> _Study text_:
- - - - -

Member of the Rajya Sabha
- In office 20 March 2008 – 7 July 2010
- Preceded by: Motiur Rahman
- Constituency: Bihar

National Convenor of All-India Backward Muslim Morcha
- Incumbent
- Assumed office 1994

Chief editor and publisher of Sangam
- In office 1998–2012

Personal details
- Party: Rashtriya Janata Dal
- Other political affiliations: Janata Dal (United)

= Ejaz Ali =

Indian politician

Ejaz Ali is an Indian social worker, doctor, journalist and politician who served as a member of the Rajya Sabha from Bihar representing the Janata Dal (United) from 20 March 2008 to 7 July 2010. He formed All-India Backward Muslim Morcha, an organisation fighting exclusively for Dalit Muslims and serving as the national convenor since its foundation in 1994. He had worked for Sangam, an Urdu daily published from Patna as the Chief editor and publisher from 1998 to 2012. He joined Rashtriya Janata Dal in 2014 in presence of Lalu Prasad Yadav.

He is a doctor by profession and has been practicing medicine in Patna since 1984. He is charging 10 Rupees for his consultation at the Ejaz Clinic, Patna.

== Early life and education ==
Ejaz Ali was born in 1958 into a lower middle-class family of Sheikh Mumtaz Ali, who served as a Block divisional officer during the British Raj, as the sixth among 10 siblings. He belonged to the Kunjra caste.

He started his education at Madrasa Anjuman Islamia School, Munger and studied till 7th there and completed matriculation from Hazaribagh District School. He joined Patna Science College under Patna University for Intermediate. Later, he was admitted to the Patna Medical College and Hospital in 1975 for Bachelor of Medicine, Bachelor of Surgery and also completed master's in surgery.

== Personal life ==
Ejaz Ali was married to the daughter of Ghulam Sarwar, an Indian politician from Bihar.

- - - - -

> _Action item_: List each occupation that the opening sentence of the Ejaz Ali biography above attributes to him.

- - - - -

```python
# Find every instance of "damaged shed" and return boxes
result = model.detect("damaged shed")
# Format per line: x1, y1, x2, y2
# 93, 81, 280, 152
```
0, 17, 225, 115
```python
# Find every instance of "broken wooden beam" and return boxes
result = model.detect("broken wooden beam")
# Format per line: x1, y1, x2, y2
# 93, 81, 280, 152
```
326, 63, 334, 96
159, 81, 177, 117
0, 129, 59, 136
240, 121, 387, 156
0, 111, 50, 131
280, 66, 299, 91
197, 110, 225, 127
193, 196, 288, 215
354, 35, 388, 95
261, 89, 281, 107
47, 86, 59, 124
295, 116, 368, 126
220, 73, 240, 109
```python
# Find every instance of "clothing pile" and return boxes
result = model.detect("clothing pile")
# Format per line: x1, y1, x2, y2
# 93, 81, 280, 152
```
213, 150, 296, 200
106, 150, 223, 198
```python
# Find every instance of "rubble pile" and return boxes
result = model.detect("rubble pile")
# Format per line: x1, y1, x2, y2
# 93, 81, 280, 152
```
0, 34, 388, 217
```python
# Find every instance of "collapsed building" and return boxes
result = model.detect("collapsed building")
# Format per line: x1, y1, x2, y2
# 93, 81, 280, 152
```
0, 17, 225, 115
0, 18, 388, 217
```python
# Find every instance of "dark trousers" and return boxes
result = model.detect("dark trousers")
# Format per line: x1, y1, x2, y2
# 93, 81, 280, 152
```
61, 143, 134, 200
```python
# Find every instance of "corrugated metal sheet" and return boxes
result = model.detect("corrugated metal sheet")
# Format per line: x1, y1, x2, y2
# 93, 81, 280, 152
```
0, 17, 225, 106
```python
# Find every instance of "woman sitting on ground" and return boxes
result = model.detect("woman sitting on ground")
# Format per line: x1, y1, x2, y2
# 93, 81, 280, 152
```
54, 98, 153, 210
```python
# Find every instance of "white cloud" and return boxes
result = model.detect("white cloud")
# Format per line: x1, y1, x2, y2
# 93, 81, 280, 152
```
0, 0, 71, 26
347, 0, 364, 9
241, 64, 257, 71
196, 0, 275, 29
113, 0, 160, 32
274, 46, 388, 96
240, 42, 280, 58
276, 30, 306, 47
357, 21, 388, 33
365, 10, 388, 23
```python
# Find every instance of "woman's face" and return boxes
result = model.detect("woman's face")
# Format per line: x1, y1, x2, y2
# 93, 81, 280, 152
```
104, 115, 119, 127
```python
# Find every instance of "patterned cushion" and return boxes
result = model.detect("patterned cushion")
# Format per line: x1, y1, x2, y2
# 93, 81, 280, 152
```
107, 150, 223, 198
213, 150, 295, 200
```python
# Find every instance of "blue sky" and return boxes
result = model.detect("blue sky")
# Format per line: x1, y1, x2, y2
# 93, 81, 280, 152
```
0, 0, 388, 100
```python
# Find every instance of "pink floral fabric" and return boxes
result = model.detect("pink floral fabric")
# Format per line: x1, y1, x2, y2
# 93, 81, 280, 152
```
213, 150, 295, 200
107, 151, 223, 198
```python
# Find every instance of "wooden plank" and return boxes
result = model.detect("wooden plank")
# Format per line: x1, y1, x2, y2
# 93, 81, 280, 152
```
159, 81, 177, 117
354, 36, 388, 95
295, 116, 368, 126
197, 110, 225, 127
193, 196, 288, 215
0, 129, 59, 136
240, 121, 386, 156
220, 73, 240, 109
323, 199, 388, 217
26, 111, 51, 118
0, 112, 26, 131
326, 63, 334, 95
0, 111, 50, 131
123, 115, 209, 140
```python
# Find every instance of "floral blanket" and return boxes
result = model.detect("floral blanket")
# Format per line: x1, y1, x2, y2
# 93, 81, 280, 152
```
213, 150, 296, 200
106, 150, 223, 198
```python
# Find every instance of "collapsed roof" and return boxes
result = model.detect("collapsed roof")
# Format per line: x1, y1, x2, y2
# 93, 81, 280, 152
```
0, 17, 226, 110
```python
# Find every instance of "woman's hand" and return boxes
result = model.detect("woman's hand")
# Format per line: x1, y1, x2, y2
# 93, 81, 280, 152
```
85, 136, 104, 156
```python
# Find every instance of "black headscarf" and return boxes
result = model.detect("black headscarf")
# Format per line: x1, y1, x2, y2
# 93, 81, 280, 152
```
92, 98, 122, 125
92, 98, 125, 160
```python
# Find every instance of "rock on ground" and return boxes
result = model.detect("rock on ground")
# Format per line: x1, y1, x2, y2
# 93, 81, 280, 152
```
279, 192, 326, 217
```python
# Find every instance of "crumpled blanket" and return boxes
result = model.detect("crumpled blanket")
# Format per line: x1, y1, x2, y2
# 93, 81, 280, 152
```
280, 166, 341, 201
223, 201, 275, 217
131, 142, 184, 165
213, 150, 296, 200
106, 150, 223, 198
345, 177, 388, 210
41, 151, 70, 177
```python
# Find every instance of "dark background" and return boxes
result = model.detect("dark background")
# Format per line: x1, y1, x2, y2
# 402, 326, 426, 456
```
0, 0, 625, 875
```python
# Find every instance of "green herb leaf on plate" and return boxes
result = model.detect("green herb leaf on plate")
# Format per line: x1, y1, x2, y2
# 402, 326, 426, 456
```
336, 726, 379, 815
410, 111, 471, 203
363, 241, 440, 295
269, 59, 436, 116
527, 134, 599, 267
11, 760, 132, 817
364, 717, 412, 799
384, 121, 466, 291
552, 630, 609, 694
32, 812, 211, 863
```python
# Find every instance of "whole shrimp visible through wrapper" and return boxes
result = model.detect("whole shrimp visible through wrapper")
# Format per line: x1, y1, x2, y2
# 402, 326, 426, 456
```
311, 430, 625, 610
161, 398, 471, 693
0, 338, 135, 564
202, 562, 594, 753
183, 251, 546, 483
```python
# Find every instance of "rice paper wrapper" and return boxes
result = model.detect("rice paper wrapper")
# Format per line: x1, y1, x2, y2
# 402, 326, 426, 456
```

- - - - -

> _Finished task_:
- Social worker
- Doctor
- Journalist
- Politician